*** DATA EXTRACTS ***

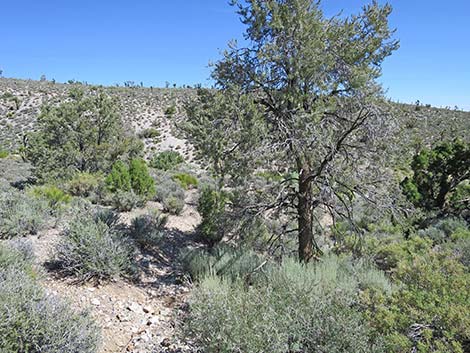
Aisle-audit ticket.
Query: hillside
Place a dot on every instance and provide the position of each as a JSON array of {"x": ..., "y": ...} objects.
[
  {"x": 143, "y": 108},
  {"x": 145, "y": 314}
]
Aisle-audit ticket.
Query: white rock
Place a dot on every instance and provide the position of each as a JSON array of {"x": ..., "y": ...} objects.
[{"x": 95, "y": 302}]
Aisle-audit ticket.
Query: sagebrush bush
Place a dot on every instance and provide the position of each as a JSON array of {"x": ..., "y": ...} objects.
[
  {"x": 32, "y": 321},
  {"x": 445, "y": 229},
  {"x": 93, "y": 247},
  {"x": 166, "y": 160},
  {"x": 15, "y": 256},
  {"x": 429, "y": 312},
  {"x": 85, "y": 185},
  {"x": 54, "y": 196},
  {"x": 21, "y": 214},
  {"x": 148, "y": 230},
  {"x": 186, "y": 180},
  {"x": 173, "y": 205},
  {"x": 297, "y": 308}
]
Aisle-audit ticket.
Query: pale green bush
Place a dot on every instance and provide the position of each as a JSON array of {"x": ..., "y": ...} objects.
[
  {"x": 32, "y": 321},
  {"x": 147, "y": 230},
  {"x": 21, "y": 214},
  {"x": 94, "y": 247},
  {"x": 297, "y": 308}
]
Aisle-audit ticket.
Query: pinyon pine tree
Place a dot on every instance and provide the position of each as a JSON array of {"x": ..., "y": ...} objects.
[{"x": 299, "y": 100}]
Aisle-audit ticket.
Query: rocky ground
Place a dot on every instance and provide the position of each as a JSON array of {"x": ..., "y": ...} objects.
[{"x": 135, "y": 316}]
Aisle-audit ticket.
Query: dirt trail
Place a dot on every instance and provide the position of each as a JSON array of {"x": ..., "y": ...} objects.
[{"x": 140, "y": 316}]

***
*** DATA EXTRACTS ***

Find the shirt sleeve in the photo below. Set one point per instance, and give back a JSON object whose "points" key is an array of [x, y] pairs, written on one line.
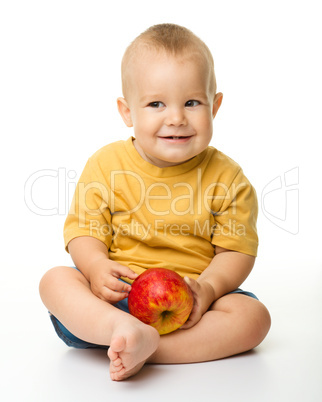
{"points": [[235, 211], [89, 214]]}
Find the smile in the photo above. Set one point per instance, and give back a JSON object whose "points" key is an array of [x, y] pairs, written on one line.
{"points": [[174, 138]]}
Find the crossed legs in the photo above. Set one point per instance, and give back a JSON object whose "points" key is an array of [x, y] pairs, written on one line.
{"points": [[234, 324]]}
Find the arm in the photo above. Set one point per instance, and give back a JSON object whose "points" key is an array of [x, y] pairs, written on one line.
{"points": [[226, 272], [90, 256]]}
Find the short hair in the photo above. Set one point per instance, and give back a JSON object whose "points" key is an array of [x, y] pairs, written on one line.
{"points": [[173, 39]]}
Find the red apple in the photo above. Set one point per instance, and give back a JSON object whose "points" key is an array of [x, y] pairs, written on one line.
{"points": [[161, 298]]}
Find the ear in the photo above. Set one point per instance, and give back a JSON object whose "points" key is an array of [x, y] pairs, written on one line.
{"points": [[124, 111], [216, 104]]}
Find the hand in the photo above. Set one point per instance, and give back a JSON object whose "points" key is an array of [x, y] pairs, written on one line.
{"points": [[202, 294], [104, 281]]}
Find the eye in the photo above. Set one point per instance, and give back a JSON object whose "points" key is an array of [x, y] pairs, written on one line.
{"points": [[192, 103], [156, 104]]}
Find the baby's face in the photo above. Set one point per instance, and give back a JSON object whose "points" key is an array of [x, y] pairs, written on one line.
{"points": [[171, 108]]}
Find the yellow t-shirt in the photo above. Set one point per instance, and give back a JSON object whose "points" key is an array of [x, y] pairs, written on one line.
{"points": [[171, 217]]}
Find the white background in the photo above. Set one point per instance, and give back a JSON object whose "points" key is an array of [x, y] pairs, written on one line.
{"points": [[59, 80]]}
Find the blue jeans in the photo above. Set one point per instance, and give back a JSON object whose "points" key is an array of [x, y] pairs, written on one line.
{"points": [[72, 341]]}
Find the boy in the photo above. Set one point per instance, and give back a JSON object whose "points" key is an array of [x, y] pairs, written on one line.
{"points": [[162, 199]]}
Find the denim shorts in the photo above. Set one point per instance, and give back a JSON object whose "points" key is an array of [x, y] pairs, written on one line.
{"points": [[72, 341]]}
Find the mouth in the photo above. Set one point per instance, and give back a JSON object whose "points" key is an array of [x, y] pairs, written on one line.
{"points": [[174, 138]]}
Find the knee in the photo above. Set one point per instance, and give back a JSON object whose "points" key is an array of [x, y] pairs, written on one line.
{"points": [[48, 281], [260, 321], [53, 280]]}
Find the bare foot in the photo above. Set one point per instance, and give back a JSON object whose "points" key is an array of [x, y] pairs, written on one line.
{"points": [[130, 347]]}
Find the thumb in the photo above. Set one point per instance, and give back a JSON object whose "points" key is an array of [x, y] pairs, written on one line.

***
*** DATA EXTRACTS ***

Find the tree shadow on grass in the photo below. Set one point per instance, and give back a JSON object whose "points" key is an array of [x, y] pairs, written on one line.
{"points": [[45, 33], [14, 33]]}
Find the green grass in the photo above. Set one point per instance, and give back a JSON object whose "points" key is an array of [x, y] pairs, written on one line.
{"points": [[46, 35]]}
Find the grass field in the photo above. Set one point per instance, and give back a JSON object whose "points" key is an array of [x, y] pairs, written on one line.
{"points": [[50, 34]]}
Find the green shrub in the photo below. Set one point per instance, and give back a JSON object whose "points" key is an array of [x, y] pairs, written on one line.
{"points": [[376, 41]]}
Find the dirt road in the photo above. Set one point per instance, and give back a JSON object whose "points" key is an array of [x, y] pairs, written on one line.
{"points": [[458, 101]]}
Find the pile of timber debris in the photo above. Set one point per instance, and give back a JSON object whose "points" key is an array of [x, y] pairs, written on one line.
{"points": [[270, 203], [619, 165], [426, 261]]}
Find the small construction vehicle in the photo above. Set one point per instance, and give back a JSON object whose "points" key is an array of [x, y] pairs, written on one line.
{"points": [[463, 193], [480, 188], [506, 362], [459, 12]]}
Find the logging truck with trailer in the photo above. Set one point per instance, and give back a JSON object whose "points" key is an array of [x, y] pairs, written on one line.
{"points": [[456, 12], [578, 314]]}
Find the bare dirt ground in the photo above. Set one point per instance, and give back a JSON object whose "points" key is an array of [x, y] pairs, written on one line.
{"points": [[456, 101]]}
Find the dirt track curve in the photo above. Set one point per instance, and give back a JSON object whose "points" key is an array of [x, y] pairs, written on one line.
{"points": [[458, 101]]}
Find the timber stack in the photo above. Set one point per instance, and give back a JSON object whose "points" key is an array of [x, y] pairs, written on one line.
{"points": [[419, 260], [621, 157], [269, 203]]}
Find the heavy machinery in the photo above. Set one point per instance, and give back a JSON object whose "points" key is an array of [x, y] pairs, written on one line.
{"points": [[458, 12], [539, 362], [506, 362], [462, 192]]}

***

■ TO DO:
In the listing above, find each line with "bush" and copy it.

■ SOLVED EXERCISE:
Query: sagebrush bush
Query: pale green bush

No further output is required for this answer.